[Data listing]

..............................

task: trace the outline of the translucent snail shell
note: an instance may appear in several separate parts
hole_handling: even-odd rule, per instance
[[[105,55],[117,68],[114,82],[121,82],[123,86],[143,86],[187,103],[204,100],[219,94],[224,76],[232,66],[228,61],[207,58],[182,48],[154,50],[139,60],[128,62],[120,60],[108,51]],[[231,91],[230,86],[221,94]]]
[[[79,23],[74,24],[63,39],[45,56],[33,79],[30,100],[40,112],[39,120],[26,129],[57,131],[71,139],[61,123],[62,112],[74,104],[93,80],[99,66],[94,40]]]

..............................

Present every line of the items above as a numbered list, leaving out any blank lines.

1. task: trace the outline of the translucent snail shell
2. note: an instance may appear in several separate parts
3. hole_handling: even-odd rule, per instance
4. [[[105,55],[117,68],[114,82],[121,82],[123,86],[143,86],[187,103],[204,100],[219,94],[224,76],[232,66],[228,61],[207,58],[182,48],[154,50],[139,60],[128,62],[120,60],[108,51]],[[231,91],[230,86],[221,94]]]
5. [[[79,23],[74,24],[63,39],[45,56],[33,79],[30,100],[40,112],[39,120],[26,129],[57,131],[71,139],[61,123],[62,112],[74,104],[93,80],[99,66],[94,40]]]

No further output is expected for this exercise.